# [REQUIRED TASKS]
[A] Retype the section of the article on Destry Allyn Spielberg's feature debut from "Destry Allyn Spielberg is" up to and including "emails and interviews.".
[B] According to the article on Destry Allyn Spielberg's feature debut, about how much does the project still owe vendors?

Destry Allyn Spielberg’s Indie Feature Debut Suffers Financing Hurdles and Still Owes Vendors
Independent filmmaking is no easy task — even if you’re Steven Spielberg’s daughter.
Destry Allyn Spielberg is set to make her feature directorial debut with “Please Don’t Feed the Children,” a low-budget thriller, which was filmed last year in Santa Fe, N.M.
But the film has endured significant financing problems, shutting down just before production was to begin. Production later restarted and wrapped around Thanksgiving, but the project still owes numerous vendors about $200,000, according to emails and interviews.
“All the vendors and crew did everything we could to make this film possible,” the film’s transportation coordinator, Mike Garcia, wrote in an email to Spielberg and the producers in January. “To not pay for their services in return is unacceptable.”
Jason Dubin, the film’s lead producer, said in an interview on Wednesday that the production has recently obtained funding from a new investor in Seattle that will allow it to pay the vendors, perhaps as soon as the end of this week.
“This is all on me,” he said.
Dubin has repeatedly assured vendors since December that they would be paid in full. In response to Garcia’s email in January, Dubin said the production was close to getting financing that would “get everyone paid within the next two weeks.”
“As with many independent films, it has been a very challenging uphill battle financing this film from the start,” he wrote. “However, we were able to come back to Santa Fe when we had to shut down and we are now so close to having everybody fully paid. Please know, we are working hard to get this taken care of asap and will make sure that every single person who worked on our film is paid out in full by the end of the month.”

# [DATA UNDER STUDY]
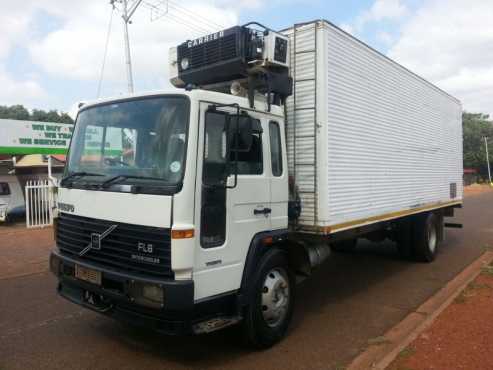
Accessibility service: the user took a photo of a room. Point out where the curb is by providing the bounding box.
[346,252,493,370]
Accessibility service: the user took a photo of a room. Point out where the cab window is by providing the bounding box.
[0,182,10,195]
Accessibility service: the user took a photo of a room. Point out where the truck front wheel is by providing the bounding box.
[243,249,295,348]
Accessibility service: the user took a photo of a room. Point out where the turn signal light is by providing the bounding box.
[171,229,195,239]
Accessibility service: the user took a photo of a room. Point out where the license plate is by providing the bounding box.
[75,265,101,285]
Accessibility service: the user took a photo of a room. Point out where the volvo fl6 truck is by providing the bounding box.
[50,21,462,348]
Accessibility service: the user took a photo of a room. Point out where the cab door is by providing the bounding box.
[193,103,271,300]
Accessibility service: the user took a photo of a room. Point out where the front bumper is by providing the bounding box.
[50,251,196,334]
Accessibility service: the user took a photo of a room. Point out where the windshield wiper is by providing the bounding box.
[60,171,104,186]
[101,175,164,189]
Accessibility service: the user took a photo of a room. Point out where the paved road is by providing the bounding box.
[0,192,493,370]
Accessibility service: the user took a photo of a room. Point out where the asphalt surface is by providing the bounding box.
[0,191,493,370]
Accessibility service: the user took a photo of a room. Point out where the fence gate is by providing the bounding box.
[26,180,55,228]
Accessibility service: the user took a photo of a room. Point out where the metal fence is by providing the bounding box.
[26,180,56,228]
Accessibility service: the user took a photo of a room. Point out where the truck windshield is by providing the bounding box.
[66,96,190,186]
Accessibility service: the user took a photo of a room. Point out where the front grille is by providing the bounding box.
[56,213,173,278]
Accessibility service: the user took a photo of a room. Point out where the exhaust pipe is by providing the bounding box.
[305,244,330,269]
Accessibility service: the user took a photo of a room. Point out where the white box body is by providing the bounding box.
[283,21,463,233]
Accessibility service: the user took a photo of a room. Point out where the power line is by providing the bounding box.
[140,0,225,33]
[167,0,226,30]
[97,6,115,98]
[142,1,212,33]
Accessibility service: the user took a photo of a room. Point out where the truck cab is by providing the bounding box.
[51,89,292,346]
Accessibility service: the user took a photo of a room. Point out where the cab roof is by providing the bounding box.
[80,89,284,116]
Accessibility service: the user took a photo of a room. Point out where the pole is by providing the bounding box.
[122,0,134,93]
[484,136,493,185]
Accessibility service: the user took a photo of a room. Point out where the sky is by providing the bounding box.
[0,0,493,114]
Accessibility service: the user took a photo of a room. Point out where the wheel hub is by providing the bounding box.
[262,268,290,327]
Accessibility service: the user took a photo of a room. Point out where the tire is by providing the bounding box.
[413,213,440,262]
[243,249,295,349]
[330,238,358,253]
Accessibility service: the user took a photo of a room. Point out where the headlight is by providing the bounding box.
[128,281,164,309]
[181,58,190,70]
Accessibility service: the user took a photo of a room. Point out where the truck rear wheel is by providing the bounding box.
[243,249,295,348]
[413,212,440,262]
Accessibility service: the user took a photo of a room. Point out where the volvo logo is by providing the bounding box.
[79,225,118,257]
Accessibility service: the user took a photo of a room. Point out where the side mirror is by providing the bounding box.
[228,114,253,152]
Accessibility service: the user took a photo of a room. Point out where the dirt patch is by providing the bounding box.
[464,184,493,196]
[388,268,493,370]
[0,225,54,280]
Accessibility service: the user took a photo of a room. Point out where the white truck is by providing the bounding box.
[50,20,462,347]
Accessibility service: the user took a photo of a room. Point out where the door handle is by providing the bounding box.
[253,208,272,216]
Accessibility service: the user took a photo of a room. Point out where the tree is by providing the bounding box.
[0,105,74,124]
[462,112,493,178]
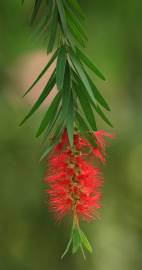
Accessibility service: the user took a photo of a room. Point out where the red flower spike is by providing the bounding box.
[45,130,114,258]
[45,130,113,221]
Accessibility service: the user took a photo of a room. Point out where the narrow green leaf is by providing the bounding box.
[72,228,81,253]
[40,123,64,161]
[66,9,88,41]
[86,74,110,111]
[61,238,72,259]
[70,51,94,105]
[61,63,71,119]
[68,20,85,47]
[94,104,113,127]
[77,113,97,147]
[48,6,58,52]
[31,0,42,24]
[76,112,89,133]
[76,87,97,130]
[64,0,84,19]
[37,92,61,137]
[20,71,56,126]
[56,46,67,90]
[44,108,61,141]
[56,0,68,36]
[67,91,74,146]
[76,48,106,81]
[24,49,58,96]
[79,230,92,253]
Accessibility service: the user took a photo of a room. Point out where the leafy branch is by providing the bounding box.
[21,0,112,160]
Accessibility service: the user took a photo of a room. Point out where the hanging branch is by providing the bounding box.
[21,0,112,257]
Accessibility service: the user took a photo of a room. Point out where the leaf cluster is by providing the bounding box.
[21,0,112,158]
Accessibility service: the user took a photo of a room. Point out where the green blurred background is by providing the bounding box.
[0,0,142,270]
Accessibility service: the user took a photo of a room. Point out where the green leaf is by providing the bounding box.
[70,51,94,105]
[31,0,42,24]
[68,20,85,47]
[76,84,97,131]
[20,70,56,126]
[76,48,106,81]
[66,9,88,41]
[94,104,113,127]
[44,108,61,141]
[72,228,81,253]
[79,230,92,253]
[40,123,64,161]
[67,91,74,146]
[61,238,72,259]
[37,92,61,137]
[48,6,58,52]
[77,113,97,147]
[86,74,110,111]
[56,46,67,90]
[61,63,71,119]
[76,112,89,133]
[24,49,58,96]
[56,0,68,36]
[64,0,84,19]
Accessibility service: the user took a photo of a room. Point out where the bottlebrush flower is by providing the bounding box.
[45,130,112,221]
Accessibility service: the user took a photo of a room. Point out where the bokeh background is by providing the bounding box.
[0,0,142,270]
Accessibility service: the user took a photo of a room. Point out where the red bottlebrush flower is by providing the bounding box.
[45,130,112,221]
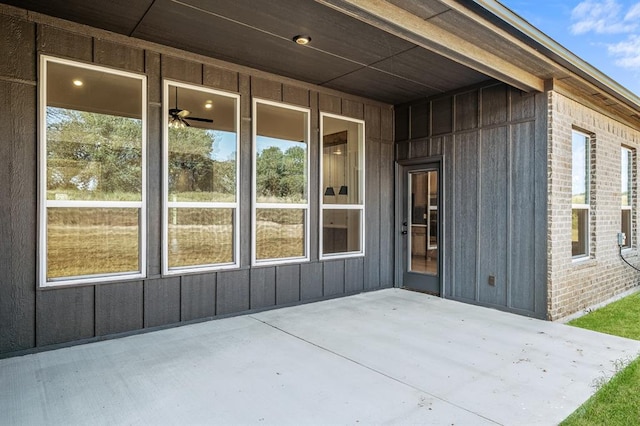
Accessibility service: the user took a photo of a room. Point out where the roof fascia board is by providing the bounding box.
[316,0,544,92]
[470,0,640,111]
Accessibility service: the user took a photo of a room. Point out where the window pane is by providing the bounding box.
[167,85,237,202]
[47,208,140,279]
[45,61,143,201]
[321,116,364,204]
[620,148,632,206]
[256,209,305,260]
[322,209,362,254]
[571,209,589,257]
[255,103,308,204]
[620,209,633,247]
[571,132,589,204]
[168,208,234,268]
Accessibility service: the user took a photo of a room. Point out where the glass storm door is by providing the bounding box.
[401,164,441,295]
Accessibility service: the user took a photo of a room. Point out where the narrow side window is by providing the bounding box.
[571,131,591,258]
[163,81,239,274]
[39,56,146,287]
[252,100,309,264]
[320,113,365,258]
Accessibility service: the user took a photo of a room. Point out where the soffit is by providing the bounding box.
[0,0,491,104]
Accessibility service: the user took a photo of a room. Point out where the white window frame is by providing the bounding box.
[620,146,635,250]
[38,55,147,288]
[571,129,592,262]
[162,79,240,276]
[251,98,311,266]
[318,112,366,260]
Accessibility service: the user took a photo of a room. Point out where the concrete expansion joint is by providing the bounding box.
[249,315,502,425]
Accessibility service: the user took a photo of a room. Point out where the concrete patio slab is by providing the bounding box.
[0,289,640,425]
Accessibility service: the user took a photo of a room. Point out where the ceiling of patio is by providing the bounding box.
[0,0,490,104]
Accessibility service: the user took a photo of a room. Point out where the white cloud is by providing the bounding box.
[607,34,640,71]
[571,0,640,34]
[624,3,640,21]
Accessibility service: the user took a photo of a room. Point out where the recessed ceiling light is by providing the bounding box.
[293,35,311,46]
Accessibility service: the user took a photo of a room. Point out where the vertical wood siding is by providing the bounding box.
[396,83,547,318]
[0,15,394,356]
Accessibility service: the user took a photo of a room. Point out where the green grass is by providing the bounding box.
[561,293,640,426]
[569,293,640,340]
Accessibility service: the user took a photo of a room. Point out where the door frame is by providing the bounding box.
[394,155,447,298]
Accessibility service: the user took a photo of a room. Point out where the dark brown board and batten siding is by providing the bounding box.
[0,14,394,357]
[395,83,547,318]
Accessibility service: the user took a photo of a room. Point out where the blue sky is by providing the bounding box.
[500,0,640,96]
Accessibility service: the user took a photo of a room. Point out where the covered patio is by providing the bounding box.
[5,289,640,425]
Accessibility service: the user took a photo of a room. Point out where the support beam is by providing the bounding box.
[316,0,544,92]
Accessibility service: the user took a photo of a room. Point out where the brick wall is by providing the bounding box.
[547,91,640,320]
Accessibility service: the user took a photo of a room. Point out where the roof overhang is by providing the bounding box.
[0,0,640,126]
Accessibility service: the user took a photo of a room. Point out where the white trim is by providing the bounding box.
[254,203,309,210]
[37,55,148,288]
[161,79,241,275]
[251,98,311,266]
[167,201,237,209]
[318,112,367,260]
[47,200,144,209]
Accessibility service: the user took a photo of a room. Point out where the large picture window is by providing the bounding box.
[163,81,239,274]
[252,100,309,264]
[571,131,591,259]
[620,147,634,248]
[39,55,146,287]
[320,113,364,258]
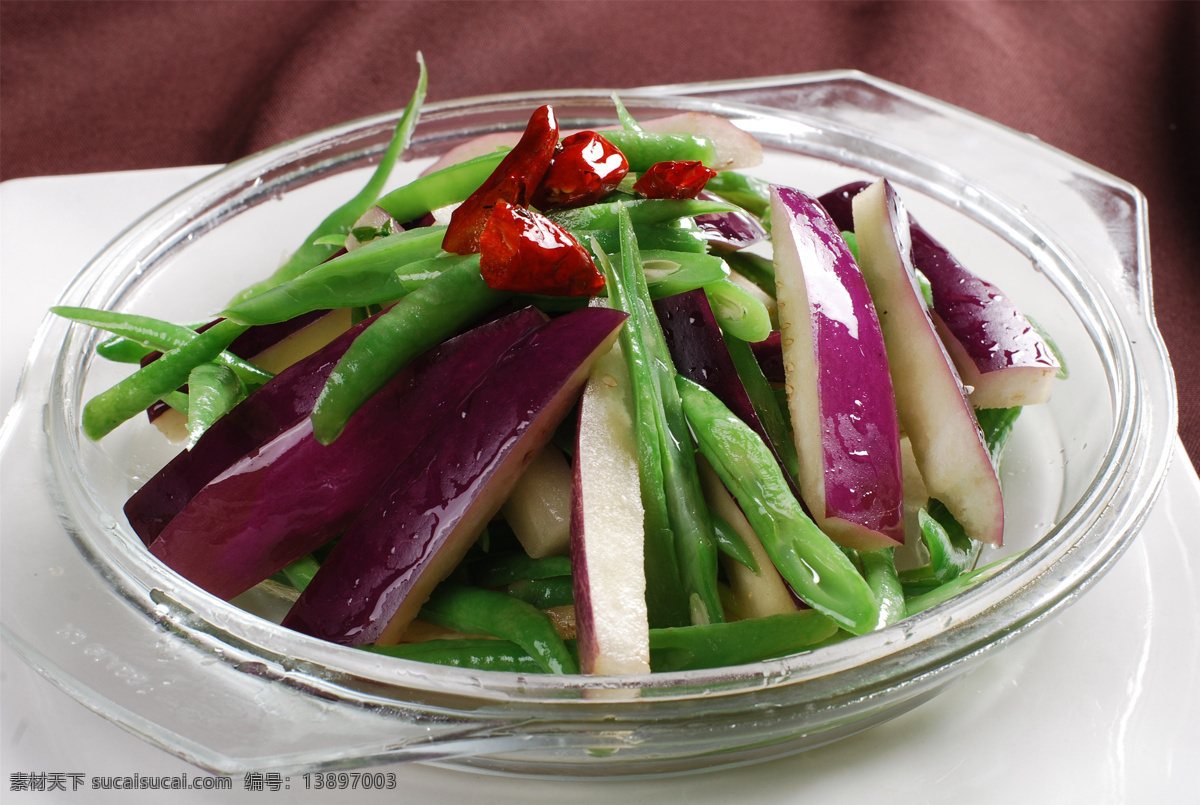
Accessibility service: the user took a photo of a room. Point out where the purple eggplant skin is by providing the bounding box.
[750,330,787,385]
[125,311,371,545]
[817,181,871,232]
[283,307,626,645]
[817,181,1061,408]
[912,223,1061,395]
[141,308,545,599]
[695,191,767,252]
[142,311,328,422]
[654,288,799,497]
[772,186,904,549]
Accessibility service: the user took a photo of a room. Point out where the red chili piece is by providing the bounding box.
[533,132,629,210]
[442,106,558,254]
[479,202,604,296]
[634,160,716,198]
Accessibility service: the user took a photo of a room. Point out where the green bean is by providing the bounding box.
[650,609,838,673]
[841,232,859,261]
[593,244,691,626]
[223,227,445,324]
[376,149,511,223]
[96,336,156,364]
[50,306,275,391]
[312,254,509,444]
[725,251,775,299]
[618,206,725,624]
[571,218,708,254]
[704,280,770,341]
[469,553,571,587]
[419,583,578,673]
[858,548,905,629]
[546,198,737,232]
[360,637,544,673]
[677,377,880,635]
[187,364,246,450]
[917,407,1021,583]
[397,248,728,311]
[505,576,575,609]
[233,53,428,304]
[602,130,716,173]
[612,92,646,132]
[361,609,839,673]
[160,390,187,416]
[704,170,770,217]
[83,319,247,439]
[708,506,758,573]
[905,551,1025,617]
[725,332,800,481]
[283,553,320,593]
[917,499,979,583]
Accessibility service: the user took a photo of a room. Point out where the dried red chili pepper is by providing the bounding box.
[634,160,716,198]
[442,106,558,254]
[479,200,604,296]
[533,131,629,210]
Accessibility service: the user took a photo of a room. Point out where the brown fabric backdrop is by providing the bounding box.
[0,0,1200,463]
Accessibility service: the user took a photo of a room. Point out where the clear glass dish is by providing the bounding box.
[0,72,1176,776]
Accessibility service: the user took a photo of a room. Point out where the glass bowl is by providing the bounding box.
[0,72,1176,776]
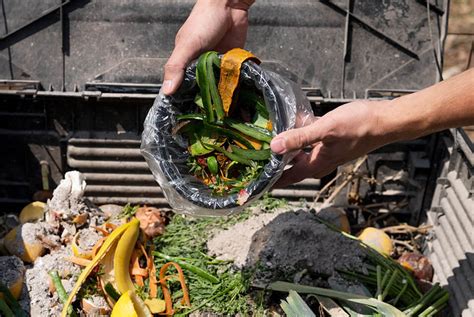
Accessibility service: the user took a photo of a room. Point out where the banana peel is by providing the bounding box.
[61,218,152,317]
[110,291,138,317]
[18,201,46,224]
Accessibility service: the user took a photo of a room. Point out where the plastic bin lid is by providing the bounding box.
[0,0,449,98]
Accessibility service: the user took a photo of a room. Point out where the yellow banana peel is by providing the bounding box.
[61,220,134,317]
[114,218,152,317]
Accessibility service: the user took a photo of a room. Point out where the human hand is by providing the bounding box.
[271,100,390,187]
[163,0,254,95]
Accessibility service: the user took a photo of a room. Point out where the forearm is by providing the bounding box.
[378,69,474,143]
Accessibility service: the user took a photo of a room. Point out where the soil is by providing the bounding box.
[78,228,103,251]
[207,210,365,286]
[0,256,25,287]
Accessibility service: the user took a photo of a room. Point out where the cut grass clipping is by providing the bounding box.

# [SOLUTIONS BY TASK]
[A]
Destry Allyn Spielberg is set to make her feature directorial debut with “Please Don’t Feed the Children,” a low-budget thriller, which was filmed last year in Santa Fe, N.M.
But the film has endured significant financing problems, shutting down just before production was to begin. Production later restarted and wrapped around Thanksgiving, but the project still owes numerous vendors about $200,000, according to emails and interviews.

[B] About $200,000.